## Task brief
Count the lines in the rows below that contain the word "tree", with case counting. Reply with the number only.
___ Data provided ___
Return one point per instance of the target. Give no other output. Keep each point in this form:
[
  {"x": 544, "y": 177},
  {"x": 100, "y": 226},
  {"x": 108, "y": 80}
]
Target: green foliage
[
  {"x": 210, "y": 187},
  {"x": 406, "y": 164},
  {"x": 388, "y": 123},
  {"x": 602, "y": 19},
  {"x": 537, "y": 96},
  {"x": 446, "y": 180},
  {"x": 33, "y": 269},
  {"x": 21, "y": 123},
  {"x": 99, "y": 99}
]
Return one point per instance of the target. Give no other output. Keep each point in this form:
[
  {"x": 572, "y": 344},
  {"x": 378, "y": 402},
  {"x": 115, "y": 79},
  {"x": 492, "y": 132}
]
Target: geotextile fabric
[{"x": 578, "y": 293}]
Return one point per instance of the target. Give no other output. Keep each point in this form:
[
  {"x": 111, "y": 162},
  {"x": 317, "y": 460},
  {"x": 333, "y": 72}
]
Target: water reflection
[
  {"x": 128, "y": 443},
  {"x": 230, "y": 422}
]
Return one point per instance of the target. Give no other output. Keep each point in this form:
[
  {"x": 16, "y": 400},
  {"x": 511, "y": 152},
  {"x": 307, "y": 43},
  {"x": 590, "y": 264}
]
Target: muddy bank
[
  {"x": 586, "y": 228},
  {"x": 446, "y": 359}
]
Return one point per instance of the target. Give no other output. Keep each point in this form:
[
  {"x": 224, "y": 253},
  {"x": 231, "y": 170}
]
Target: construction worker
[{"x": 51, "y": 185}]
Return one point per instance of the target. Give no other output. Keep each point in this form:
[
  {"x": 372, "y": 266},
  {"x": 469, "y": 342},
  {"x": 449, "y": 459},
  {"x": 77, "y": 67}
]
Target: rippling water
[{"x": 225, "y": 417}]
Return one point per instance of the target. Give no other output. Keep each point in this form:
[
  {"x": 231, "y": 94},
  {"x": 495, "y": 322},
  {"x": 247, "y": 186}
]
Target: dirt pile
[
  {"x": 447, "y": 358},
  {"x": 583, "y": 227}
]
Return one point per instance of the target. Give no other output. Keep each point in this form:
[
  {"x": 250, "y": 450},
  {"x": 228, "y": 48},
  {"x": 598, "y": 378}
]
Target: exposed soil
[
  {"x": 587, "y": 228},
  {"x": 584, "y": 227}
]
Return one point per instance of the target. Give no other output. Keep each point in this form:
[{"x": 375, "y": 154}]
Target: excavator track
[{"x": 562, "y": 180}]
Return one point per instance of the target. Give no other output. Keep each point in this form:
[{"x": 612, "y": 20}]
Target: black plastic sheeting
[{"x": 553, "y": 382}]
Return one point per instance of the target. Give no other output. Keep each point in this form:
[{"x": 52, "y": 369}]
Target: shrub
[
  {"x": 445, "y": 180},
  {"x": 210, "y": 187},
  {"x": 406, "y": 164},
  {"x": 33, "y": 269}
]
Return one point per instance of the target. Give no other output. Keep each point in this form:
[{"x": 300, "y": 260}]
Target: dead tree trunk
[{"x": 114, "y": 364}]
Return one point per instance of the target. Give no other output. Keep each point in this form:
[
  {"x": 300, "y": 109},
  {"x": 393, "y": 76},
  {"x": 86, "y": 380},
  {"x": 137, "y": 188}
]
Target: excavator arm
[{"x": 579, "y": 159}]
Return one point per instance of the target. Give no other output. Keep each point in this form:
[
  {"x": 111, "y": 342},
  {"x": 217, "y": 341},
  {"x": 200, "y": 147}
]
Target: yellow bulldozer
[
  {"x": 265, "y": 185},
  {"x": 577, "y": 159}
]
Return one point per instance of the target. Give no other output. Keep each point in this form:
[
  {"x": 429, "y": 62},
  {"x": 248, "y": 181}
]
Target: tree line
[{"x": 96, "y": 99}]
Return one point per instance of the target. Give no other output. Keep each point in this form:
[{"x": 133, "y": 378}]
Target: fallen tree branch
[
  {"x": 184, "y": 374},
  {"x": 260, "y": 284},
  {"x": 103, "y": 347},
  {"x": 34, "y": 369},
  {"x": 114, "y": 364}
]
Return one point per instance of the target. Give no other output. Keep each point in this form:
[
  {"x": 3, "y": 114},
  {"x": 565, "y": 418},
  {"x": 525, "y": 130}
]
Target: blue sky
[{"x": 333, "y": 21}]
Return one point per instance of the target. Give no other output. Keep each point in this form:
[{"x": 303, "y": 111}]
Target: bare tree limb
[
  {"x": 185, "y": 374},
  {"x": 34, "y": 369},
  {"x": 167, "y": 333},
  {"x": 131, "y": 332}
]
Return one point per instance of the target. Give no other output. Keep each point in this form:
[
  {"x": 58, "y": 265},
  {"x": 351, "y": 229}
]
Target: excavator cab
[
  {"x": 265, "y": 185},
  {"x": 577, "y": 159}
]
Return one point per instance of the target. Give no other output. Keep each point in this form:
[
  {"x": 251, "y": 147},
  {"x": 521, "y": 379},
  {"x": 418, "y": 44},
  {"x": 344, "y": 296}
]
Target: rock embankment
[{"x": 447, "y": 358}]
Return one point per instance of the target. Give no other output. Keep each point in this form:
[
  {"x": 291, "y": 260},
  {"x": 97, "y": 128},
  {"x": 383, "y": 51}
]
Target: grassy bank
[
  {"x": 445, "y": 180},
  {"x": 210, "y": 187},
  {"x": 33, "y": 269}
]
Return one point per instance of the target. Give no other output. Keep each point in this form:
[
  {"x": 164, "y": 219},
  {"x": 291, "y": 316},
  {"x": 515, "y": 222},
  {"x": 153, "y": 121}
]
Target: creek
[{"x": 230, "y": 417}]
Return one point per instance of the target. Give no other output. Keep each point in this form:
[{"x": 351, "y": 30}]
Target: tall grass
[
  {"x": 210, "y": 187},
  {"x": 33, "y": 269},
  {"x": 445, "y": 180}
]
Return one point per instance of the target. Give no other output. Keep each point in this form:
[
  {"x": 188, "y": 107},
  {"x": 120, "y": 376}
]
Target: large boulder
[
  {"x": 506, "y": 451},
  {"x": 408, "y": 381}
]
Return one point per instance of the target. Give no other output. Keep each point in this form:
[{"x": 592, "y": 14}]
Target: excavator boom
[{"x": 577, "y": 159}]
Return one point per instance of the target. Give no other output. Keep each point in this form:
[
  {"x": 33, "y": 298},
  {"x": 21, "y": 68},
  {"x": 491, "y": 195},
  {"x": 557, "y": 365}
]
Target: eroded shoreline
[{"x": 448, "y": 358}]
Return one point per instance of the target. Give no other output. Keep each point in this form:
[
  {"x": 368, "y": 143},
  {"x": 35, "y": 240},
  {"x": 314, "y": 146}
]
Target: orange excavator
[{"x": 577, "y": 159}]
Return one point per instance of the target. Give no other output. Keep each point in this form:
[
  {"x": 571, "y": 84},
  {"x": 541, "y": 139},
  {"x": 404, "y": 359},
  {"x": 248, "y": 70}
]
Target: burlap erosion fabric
___
## Solved problem
4